## TASK DIRECTIONS
Copy every row below word for word, leaving out the pictures.

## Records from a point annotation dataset
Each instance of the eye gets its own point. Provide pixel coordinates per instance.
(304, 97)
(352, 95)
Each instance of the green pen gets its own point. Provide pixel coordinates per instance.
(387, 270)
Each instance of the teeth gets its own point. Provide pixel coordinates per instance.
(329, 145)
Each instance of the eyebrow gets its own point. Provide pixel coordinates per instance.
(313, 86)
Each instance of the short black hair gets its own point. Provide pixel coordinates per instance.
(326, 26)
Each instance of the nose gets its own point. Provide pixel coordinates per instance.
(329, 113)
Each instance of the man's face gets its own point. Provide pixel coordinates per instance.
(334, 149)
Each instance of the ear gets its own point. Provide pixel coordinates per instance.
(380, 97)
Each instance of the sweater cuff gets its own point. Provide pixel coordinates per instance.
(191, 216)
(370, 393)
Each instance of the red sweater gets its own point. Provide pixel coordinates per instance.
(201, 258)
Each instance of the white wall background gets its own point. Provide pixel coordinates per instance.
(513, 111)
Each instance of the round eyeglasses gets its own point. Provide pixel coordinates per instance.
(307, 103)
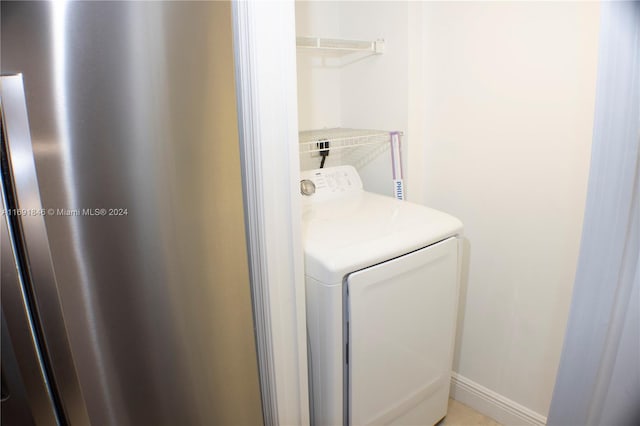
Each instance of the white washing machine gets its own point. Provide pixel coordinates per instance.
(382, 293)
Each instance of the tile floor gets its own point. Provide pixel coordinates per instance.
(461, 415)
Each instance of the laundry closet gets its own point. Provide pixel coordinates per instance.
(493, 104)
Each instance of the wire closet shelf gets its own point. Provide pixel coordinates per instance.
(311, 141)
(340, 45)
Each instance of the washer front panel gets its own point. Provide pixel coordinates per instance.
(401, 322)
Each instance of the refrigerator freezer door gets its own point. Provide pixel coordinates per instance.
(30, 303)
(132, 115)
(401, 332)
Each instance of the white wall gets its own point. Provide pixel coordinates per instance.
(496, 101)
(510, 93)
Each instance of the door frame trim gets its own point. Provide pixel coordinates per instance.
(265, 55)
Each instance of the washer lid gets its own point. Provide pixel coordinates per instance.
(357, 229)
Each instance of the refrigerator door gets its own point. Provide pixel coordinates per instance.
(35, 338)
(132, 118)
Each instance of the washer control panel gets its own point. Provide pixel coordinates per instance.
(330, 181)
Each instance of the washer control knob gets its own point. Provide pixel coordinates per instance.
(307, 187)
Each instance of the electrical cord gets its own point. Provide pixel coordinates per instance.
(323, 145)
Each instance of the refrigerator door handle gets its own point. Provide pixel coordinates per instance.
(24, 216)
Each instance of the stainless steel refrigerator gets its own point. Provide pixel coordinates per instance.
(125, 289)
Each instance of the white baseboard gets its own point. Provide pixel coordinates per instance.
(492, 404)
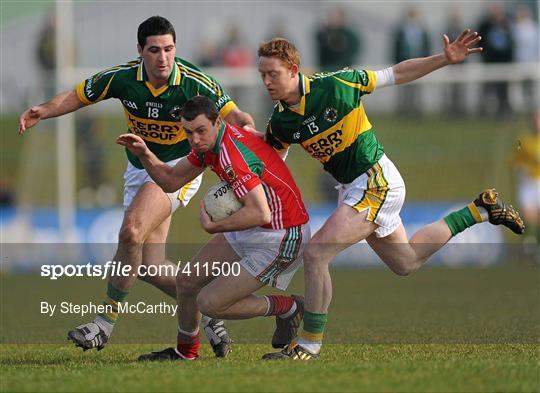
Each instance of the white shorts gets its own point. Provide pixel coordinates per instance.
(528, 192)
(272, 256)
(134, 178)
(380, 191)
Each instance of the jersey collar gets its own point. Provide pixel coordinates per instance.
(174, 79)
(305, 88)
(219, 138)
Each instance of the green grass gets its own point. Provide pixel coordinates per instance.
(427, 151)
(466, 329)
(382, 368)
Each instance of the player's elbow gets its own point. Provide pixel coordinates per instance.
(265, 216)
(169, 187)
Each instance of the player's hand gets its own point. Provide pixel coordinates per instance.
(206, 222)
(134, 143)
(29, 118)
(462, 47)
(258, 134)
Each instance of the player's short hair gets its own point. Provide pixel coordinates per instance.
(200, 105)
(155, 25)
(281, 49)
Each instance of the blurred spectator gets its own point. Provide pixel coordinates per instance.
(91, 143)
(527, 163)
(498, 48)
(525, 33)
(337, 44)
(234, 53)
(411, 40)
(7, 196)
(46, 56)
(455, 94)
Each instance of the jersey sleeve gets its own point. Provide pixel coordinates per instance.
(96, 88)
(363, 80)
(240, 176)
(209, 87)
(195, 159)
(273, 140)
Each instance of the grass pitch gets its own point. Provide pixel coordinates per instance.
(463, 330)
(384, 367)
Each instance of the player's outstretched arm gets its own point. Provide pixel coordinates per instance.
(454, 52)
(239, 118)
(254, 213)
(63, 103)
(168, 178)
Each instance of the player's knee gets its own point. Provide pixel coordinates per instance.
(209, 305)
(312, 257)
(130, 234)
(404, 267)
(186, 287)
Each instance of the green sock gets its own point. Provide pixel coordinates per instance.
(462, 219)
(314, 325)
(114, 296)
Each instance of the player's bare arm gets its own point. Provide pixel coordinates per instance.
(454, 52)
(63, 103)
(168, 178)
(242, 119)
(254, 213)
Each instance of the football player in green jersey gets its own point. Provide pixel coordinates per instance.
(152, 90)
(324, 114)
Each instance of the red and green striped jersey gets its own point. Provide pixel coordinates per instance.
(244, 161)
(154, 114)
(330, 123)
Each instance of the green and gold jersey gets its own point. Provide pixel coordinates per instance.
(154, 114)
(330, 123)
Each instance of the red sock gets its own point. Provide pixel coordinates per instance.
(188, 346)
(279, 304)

## FINAL RESULT
Each instance of the eye gets its own point. Provide pixel coordinates per instance.
(304, 97)
(352, 95)
Each instance of the green pen gets its own point. Provide pixel coordinates per instance.
(387, 270)
Each instance of the teeth gets its own point. Provide pixel coordinates per instance.
(329, 145)
Each instance of the eyebrow gets its own point. Provide pixel coordinates per instance.
(313, 86)
Each instance of the short black hair gets its own point. Provide pixel coordinates per instance.
(326, 26)
Each instance of the nose gets its own point. Provide pixel coordinates per instance.
(329, 113)
Each instance of the man's face gets its own point. Provide pixel coordinates per instance.
(334, 149)
Each instance of the ear gets its own point. Provide pixel coordinates per instance.
(380, 97)
Each instance of the sweater cuff gets its own point. Provide pixel coordinates per instance.
(191, 216)
(370, 393)
Each instance of the red sweater gets its own point. Provide pixel coordinates per instance.
(201, 258)
Each instance of the white wall background gets its own point. Provide pixel coordinates per instance.
(513, 111)
Each instance of the round eyeglasses gets its own point. Provide pixel coordinates per instance.
(307, 103)
Each instance of the white washing machine gets its own point. Provide pixel coordinates per instance.
(382, 293)
Each instance of the tile floor gets its own point. Provide pixel coordinates per instance.
(461, 415)
Each instance of the laundry closet gets its own point. Provide pixel coordinates per instance.
(493, 104)
Each instance of the wire closet shelf gets its own point. Provide pixel coordinates per instance.
(311, 141)
(340, 45)
Each instance of the washer front panel gets its own point. Provide pixel coordinates per instance.
(401, 322)
Each instance of the refrigerator freezer door gets its own point. Provide pixel coordinates per instance.
(30, 303)
(132, 115)
(401, 332)
Each instance of the white wall gets its own point. Provide pixel coordinates per instance.
(496, 101)
(510, 93)
Each instance of the door frame trim gets its own point. Provide pixel coordinates per instance.
(265, 55)
Each instance of the washer lid gets its own point. Provide pixel coordinates per instance.
(357, 229)
Each instance of the refrigerator door gets its own point. Provide pixel coordinates per instance.
(35, 338)
(132, 118)
Each instance of the washer control panel gets its own point. Provide pixel coordinates per instance.
(330, 181)
Each instance of the washer control knob gets its own point. Provide pixel coordinates per instance.
(307, 187)
Each instance of the electrical cord gets its own point. Provide pixel coordinates per instance.
(323, 145)
Each instance of the refrigerator door handle gets its own point. Provide pixel coordinates per instance.
(24, 216)
Each instance of the stainless steel refrigerator gets its own point. Provide pixel coordinates per instance.
(125, 289)
Each instance of the white baseboard gets its own point. Provide pixel coordinates per instance.
(492, 404)
Each instance of the white shorts gets its own point. Provide pixel coordinates per instance.
(528, 192)
(272, 256)
(134, 178)
(380, 191)
Each instance of the jersey collar gets its own point. Provide pixel coordinates per instance.
(174, 79)
(305, 88)
(219, 138)
Each instance of the green grass gets its own point. Provide pixel coordinates per instance.
(427, 151)
(466, 329)
(382, 368)
Each instance of the player's elbow gets its own point. Provide pixel coordinates per instance.
(265, 216)
(169, 187)
Each instance of the player's hand gets its own point. Provide pixel coordinates per instance.
(206, 222)
(134, 143)
(29, 118)
(462, 47)
(258, 134)
Each instance of the player's short hair gets its own point. Provide pixel coordinates per instance.
(200, 105)
(155, 25)
(281, 49)
Each instance of the blurred spectator gets its own point. Provide pixel coordinates per instance.
(91, 143)
(527, 163)
(498, 48)
(525, 33)
(337, 44)
(234, 53)
(411, 40)
(7, 196)
(46, 56)
(455, 94)
Each instance of the jersey sleeve gets its own point. Provide pixel coordinates per instance.
(96, 88)
(363, 80)
(240, 176)
(209, 87)
(195, 159)
(273, 140)
Each instance of the grass pitch gets its own point. Provide pixel coordinates per instance.
(463, 330)
(384, 367)
Each instance of the player's outstretched arm gets its own point. Provide pixel coordinates per instance.
(454, 52)
(239, 118)
(254, 213)
(63, 103)
(168, 178)
Each instance of the player's knee gets its own point. Provide pixel coordinates per instance.
(209, 305)
(312, 257)
(130, 234)
(404, 267)
(186, 287)
Each instance of the green sock gets its own point. Provide pixel coordinates per instance.
(462, 219)
(314, 325)
(114, 296)
Each instance of the player's bare arm gets its own point. Provide pixel coordinates per instance.
(454, 52)
(63, 103)
(168, 178)
(242, 119)
(254, 213)
Each instance of the football player in green jersey gets its own point. Provide pixel coordinates per instance.
(152, 90)
(324, 114)
Each instance of the red and green striped jersey gets its own point. Provide pixel coordinates per instance.
(244, 161)
(154, 114)
(330, 123)
Each instance of the green and gold jersey gets its own point. Provide pixel coordinates per instance.
(154, 114)
(330, 123)
Each instance of the red sock gets its own point. Provide pixel coordinates per instance.
(188, 346)
(279, 304)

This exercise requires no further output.